PASSAGE PROVIDED:
Abstract

The Cross-Border Connection, Roger Waldinger’s latest book on immigration, provides a cogent critique of transnationalism, with an eye toward advancing social theory. Waldinger credits transnational theory with challenging the view of societies as neatly contained within nations and celebrates its emphasis on the global processes linking social relations across political boundaries. However, he faults transnationalism for downplaying the opposing processes, most notably forces of adaptation, settlement, and state actions that tend to limit and curtail these same transnational ties. He argues that rather than merely noting the limitations of conventional assimilation theory, the transnational perspective must stretch to provide tools for analyzing the factors that promote and supplant cross-border involvements and how they vary over time and across different types of connections.
In this volume, Waldinger does precisely that: he draws on multiple methodologies and a vast array of data sources to examine the conditions that foster and those that impede transnationalism, with a careful consideration of how contemporary flows compare to their historical predecessors. His main argument is that while technological change may seem to have revolutionized migration, enabling a degree and depth of connection previously unimaginable, the inherent tensions embodied by immigration are invariant. Immigrants are also emigrants, and powerful forces on both sides of the border make sustaining profound bonds “beyond the water’s edge” far more difficult than is often assumed.
Waldinger acknowledges the powerful ways that immigration promotes inter-societal convergence. Migrants invariably maintain ties to people and things back home. The cost and difficulty of crossing borders often renders family migration a multi-stage process, with family members on both sides of the border. Reliance on extended family for the care of children, cultivation of property and investments, and other necessities from home enhance connectedness between migrants and non-migrants. The burgeoning and growing complexity of these connections swell the size of the market, creating economies of scale and specialized services, further facilitating the maintenance of ties. Likewise, immigrant newcomers invariably turn to one another for help, developing networks of support that reinforce ethnic identities and solidarity, a process further enhanced by the continued arrival of newcomers. While these processes are remarkably similar for contemporary and historical migration flows, technological revolutions in communication and transportation have put maintaining frequent and deeper connections within reach of millions. Taken together, the reconstructed communities in host societies and ongoing engagement with home communities are powerful forces of inter-societal convergence.
However, Waldinger’s main objective is to elaborate on how the numerous social and technological forces nurturing intense connectedness compete with inexorable forces in the opposite direction, rendering place more important than scholars and migrants would like to think. In the receiving society, everyday efforts to fit in and succeed often increase the social distance between migrants and their families and communities left behind. Migrants cannot subordinate their own needs and direct all of their resources homeward indefinitely. Eventually they create new families and ties in the host society; and as their social center of gravity gradually shifts, the need for and rewards from connections to home lessen. Moreover, one of the great ironies of migration is that the same economic opportunities that propelled it in the first place also undermine transnational connections. Even though migrants are often at the bottom of the socioeconomic hierarchy in host societies, they nevertheless gain dramatically in access to goods and services compared to home. As they all too quickly adapt to abundance, it becomes harder to relate to home. Migrant belonging is also contested on both sides of the border. Destination countries are often more pluralistic and accepting than in previous eras; but prolonged focus on home countries can raise suspicion and resentment, and pressure to learn the host language and master the national culture is intense. At home emigrants are eyed for signs of disloyalty and abandonment and are often viewed as foreigners in spite of their emotional ties.

REQUIRED WORK:
[A] Can you summarize the passage on Waldinger's The Cross-Border Connection in two sentences?
[B] Extend the passage on Waldinger's The Cross-Border Connection, picking up right after its final sentence.

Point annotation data
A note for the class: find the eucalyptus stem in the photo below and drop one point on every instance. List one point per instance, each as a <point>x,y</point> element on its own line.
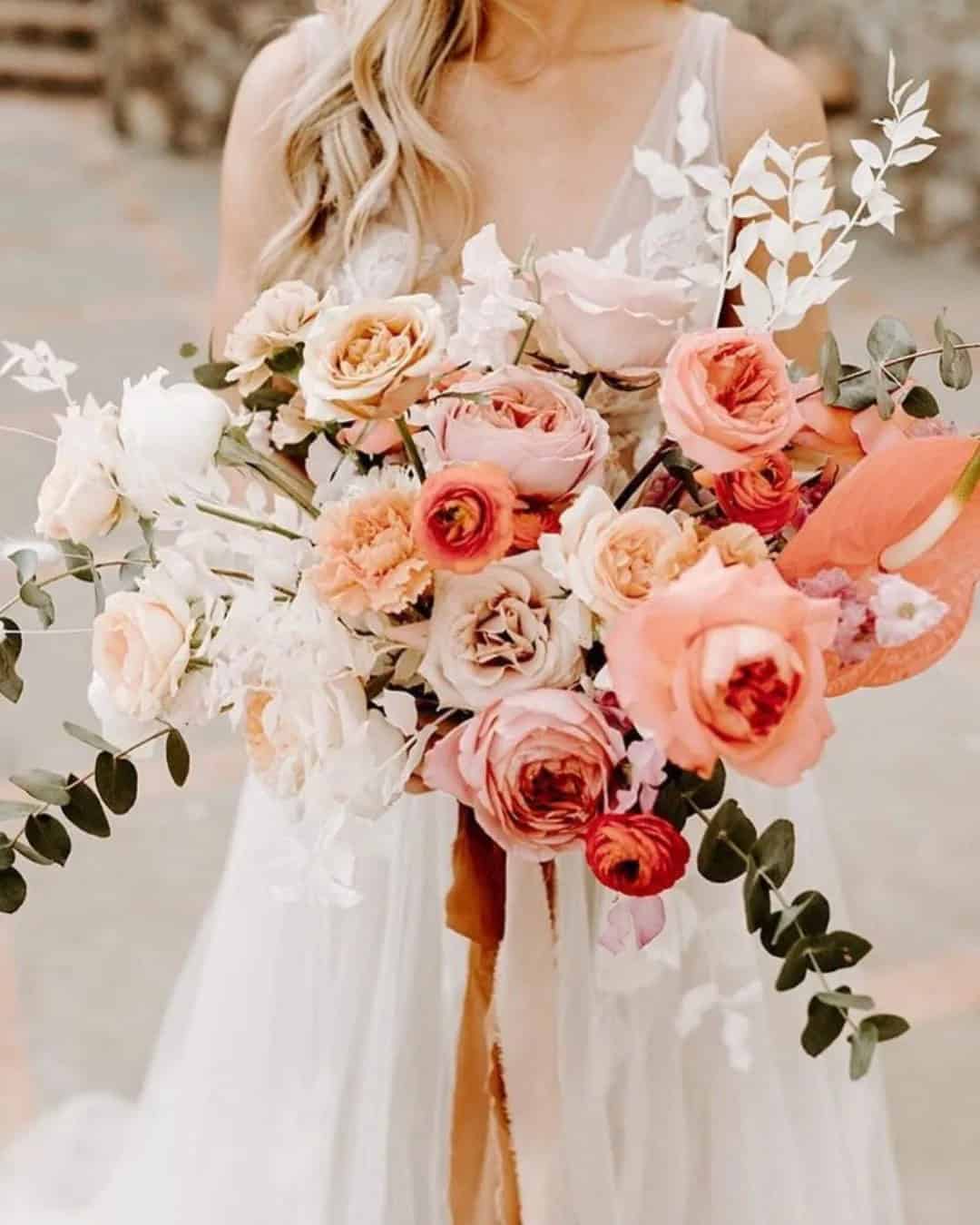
<point>784,902</point>
<point>410,448</point>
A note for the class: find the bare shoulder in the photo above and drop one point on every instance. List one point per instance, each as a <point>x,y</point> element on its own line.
<point>766,92</point>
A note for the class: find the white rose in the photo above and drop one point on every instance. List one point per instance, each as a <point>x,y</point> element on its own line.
<point>499,632</point>
<point>279,320</point>
<point>171,431</point>
<point>612,560</point>
<point>77,501</point>
<point>141,648</point>
<point>371,360</point>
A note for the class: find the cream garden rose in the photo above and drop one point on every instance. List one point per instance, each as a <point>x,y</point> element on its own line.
<point>371,360</point>
<point>141,650</point>
<point>279,320</point>
<point>610,560</point>
<point>503,631</point>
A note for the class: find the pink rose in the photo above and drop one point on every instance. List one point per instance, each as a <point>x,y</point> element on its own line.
<point>535,769</point>
<point>609,320</point>
<point>728,662</point>
<point>542,434</point>
<point>728,398</point>
<point>463,520</point>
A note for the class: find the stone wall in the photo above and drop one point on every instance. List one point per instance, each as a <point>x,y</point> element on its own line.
<point>172,66</point>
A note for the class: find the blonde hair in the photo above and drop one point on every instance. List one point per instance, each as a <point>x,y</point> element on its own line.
<point>358,133</point>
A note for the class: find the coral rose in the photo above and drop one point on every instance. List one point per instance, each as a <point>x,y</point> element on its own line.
<point>763,494</point>
<point>369,559</point>
<point>542,434</point>
<point>535,769</point>
<point>640,857</point>
<point>606,318</point>
<point>463,520</point>
<point>728,398</point>
<point>373,360</point>
<point>728,662</point>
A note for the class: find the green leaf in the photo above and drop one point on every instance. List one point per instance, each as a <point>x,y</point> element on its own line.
<point>825,1024</point>
<point>863,1046</point>
<point>84,811</point>
<point>88,738</point>
<point>810,916</point>
<point>830,368</point>
<point>718,861</point>
<point>178,757</point>
<point>49,838</point>
<point>26,563</point>
<point>34,597</point>
<point>891,339</point>
<point>43,786</point>
<point>921,403</point>
<point>776,850</point>
<point>11,686</point>
<point>13,891</point>
<point>118,783</point>
<point>213,375</point>
<point>888,1026</point>
<point>846,998</point>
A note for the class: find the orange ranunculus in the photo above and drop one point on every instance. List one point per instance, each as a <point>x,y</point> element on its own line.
<point>881,503</point>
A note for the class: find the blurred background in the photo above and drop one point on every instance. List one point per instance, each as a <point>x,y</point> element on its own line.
<point>112,114</point>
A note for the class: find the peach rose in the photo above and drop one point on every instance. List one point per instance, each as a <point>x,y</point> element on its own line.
<point>373,360</point>
<point>501,631</point>
<point>368,557</point>
<point>728,398</point>
<point>609,320</point>
<point>140,650</point>
<point>727,662</point>
<point>465,517</point>
<point>542,434</point>
<point>610,560</point>
<point>77,501</point>
<point>279,320</point>
<point>763,495</point>
<point>535,769</point>
<point>640,857</point>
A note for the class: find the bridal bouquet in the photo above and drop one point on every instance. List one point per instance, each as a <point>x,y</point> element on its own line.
<point>416,553</point>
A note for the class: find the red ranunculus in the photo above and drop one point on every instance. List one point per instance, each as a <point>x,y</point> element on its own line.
<point>465,518</point>
<point>640,857</point>
<point>763,495</point>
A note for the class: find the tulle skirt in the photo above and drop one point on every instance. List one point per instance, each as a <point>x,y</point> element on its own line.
<point>305,1070</point>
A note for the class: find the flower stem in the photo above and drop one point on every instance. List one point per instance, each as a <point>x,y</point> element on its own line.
<point>410,448</point>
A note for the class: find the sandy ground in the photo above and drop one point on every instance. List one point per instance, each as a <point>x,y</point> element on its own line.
<point>111,256</point>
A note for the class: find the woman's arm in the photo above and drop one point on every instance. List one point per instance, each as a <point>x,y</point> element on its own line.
<point>766,92</point>
<point>256,199</point>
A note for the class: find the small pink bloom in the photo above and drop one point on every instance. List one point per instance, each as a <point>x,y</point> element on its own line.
<point>535,769</point>
<point>463,520</point>
<point>727,662</point>
<point>728,398</point>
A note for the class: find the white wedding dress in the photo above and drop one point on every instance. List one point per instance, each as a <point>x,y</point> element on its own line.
<point>304,1073</point>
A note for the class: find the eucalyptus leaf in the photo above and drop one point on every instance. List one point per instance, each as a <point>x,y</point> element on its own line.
<point>118,783</point>
<point>84,811</point>
<point>863,1046</point>
<point>48,838</point>
<point>921,403</point>
<point>729,832</point>
<point>11,685</point>
<point>90,738</point>
<point>178,757</point>
<point>43,786</point>
<point>13,891</point>
<point>34,597</point>
<point>825,1024</point>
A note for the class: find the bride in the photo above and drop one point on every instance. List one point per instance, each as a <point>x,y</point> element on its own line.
<point>305,1071</point>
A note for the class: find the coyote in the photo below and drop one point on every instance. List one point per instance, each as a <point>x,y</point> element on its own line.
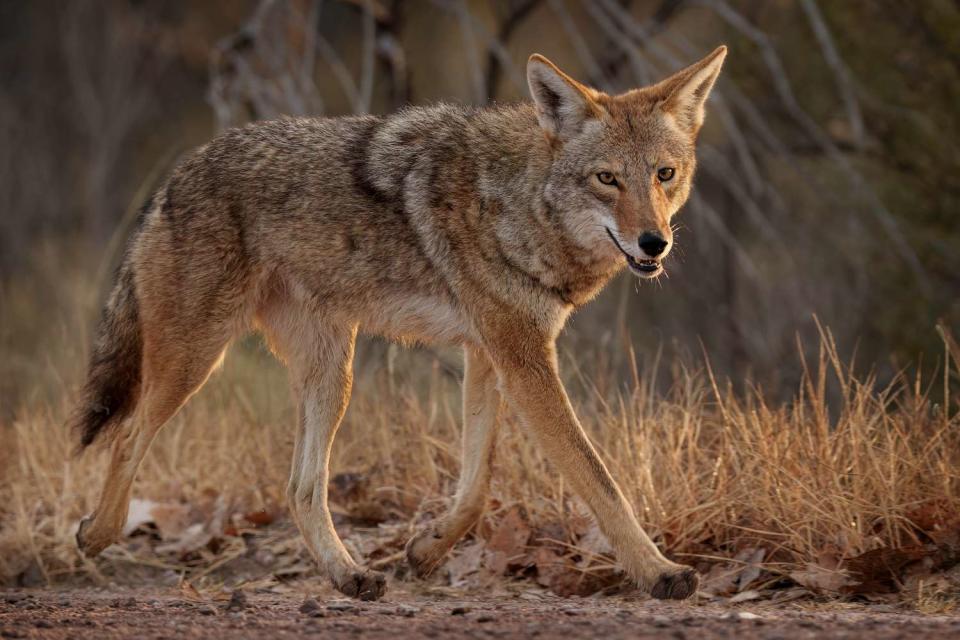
<point>483,227</point>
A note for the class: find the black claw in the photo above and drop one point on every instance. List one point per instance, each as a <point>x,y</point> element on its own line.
<point>677,586</point>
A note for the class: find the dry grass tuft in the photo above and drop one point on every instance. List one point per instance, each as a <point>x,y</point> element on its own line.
<point>711,472</point>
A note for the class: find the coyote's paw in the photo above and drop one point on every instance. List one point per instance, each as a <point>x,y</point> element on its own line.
<point>426,551</point>
<point>361,584</point>
<point>88,542</point>
<point>678,585</point>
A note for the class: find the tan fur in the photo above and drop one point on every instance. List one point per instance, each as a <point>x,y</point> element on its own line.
<point>479,227</point>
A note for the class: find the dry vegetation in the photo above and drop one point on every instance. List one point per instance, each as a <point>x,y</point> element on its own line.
<point>857,494</point>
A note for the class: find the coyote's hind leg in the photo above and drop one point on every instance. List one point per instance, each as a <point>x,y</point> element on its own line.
<point>171,374</point>
<point>481,406</point>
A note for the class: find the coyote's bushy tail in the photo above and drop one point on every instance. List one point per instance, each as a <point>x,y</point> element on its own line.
<point>113,379</point>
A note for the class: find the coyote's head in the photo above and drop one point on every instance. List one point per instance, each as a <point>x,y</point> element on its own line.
<point>623,164</point>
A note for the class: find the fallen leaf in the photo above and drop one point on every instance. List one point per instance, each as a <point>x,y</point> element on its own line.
<point>259,518</point>
<point>508,542</point>
<point>819,578</point>
<point>880,570</point>
<point>752,570</point>
<point>465,563</point>
<point>189,592</point>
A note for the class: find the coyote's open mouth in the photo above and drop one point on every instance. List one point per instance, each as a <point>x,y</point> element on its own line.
<point>646,268</point>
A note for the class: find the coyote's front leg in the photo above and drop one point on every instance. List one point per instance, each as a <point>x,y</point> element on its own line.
<point>531,383</point>
<point>323,368</point>
<point>481,405</point>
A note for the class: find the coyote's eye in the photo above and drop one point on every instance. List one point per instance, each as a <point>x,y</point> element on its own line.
<point>605,177</point>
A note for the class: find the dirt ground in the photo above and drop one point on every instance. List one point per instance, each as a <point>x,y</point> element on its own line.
<point>157,613</point>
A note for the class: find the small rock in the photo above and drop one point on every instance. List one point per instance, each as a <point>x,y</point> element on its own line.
<point>264,557</point>
<point>238,601</point>
<point>660,621</point>
<point>309,606</point>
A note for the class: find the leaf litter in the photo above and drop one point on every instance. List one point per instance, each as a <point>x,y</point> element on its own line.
<point>261,547</point>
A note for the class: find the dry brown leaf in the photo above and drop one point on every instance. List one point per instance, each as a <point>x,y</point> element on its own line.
<point>720,580</point>
<point>465,563</point>
<point>259,518</point>
<point>819,578</point>
<point>508,542</point>
<point>752,570</point>
<point>189,592</point>
<point>880,570</point>
<point>195,537</point>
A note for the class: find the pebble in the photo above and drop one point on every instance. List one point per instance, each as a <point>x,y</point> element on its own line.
<point>238,601</point>
<point>660,621</point>
<point>309,605</point>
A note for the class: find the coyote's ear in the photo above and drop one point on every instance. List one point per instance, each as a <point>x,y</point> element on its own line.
<point>563,104</point>
<point>686,91</point>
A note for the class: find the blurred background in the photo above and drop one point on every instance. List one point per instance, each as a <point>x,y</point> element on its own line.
<point>828,188</point>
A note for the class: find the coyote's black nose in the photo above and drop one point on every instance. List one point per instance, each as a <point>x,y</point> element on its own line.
<point>652,244</point>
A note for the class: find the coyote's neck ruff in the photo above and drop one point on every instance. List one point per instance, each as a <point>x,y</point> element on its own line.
<point>483,227</point>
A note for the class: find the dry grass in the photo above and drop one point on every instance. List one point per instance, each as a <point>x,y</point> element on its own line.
<point>710,471</point>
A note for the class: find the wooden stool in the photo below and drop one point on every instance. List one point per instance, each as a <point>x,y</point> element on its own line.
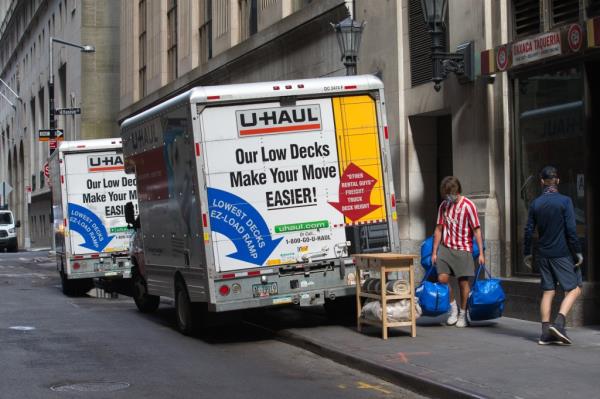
<point>384,263</point>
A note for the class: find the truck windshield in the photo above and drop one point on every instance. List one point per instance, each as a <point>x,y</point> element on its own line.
<point>5,218</point>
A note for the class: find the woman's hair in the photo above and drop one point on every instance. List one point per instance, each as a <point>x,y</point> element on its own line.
<point>450,185</point>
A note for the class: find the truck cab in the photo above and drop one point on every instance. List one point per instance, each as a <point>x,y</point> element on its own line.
<point>8,231</point>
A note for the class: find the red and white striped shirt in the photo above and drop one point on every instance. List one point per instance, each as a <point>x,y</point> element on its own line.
<point>459,221</point>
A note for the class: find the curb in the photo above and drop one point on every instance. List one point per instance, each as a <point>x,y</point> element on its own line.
<point>402,378</point>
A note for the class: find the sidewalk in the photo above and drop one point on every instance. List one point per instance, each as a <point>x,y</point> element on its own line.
<point>498,359</point>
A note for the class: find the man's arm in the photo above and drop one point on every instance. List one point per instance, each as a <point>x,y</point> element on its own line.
<point>437,237</point>
<point>529,228</point>
<point>479,240</point>
<point>571,230</point>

ANSWERS TO THE TASKS:
[A] Roger Waldinger's The Cross-Border Connection credits transnational theory with highlighting the global processes that link social relations across borders, but faults it for downplaying the forces of adaptation, settlement, and state action that limit those ties. Although migration and new communication and transportation technologies foster deep connections between migrants and home, Waldinger argues that settling in, adapting to abundance, and contested belonging on both sides of the border make these bonds far harder to sustain than is often assumed.

[B]
Waldinger also emphasizes the limits of technology for transnationalism. Although cheap calls, the internet, and air travel have dramatically extended the accessibility and frequency of communication, they cannot fully compensate for the loss of the frequent in-person contact and shared daily experiences that are the bedrock of intimate relationships. Physical distance generates coordination problems not encountered at home, substituting appointments to connect for spontaneous, routine interaction. And, as Waldinger wryly notes, “even if free and of the highest quality, no telephone will put Vancouver and Manila in the same time zone” (p.42). In addition, the spread of technology has not been as complete as it might seem, with the stark digital divide closing only slowly. Migrants are generally the least connected to the internet in host societies, and a surprising number also lack access to cell phones. More importantly, the rural places from which many migrants hail often lack connectivity and household members with the know-how to install and maintain up-to-date technologies. Thus, just because migrant families could theoretically talk daily does not mean that they do. Indeed, Waldinger cites a wealth of diverse quantitative sources that show that even today only a relatively small share of migrants engages in sustained, intense transnational communication. Less intense linkages, while pervasive, are more fragile and fragmented than the transnationalism literature suggests and tend to erode steeply over time.
Waldinger also discusses states’ role in transnationalism and works to develop a political sociology of emigration. Once again celebrating transnationalism’s critique of simplistic popular and scholarly isomorphism between state and society, he nevertheless draws attention to how sending and receiving states’ vigorous efforts at controlling migratory movements can circumscribe cross-border connections. While also present during the last major wave of immigration, migrants’ combination of resources (both monetary and political) and vulnerabilities (precarious position and limited rights in host societies) has resulted in a recent proliferation of interventions by home states seeking to influence and protect nationals abroad, including efforts to cultivate loyalty, maintain cultural traditions and homeland language fluency, provide services, facilitate investment, and expand opportunities for expatriate political participation.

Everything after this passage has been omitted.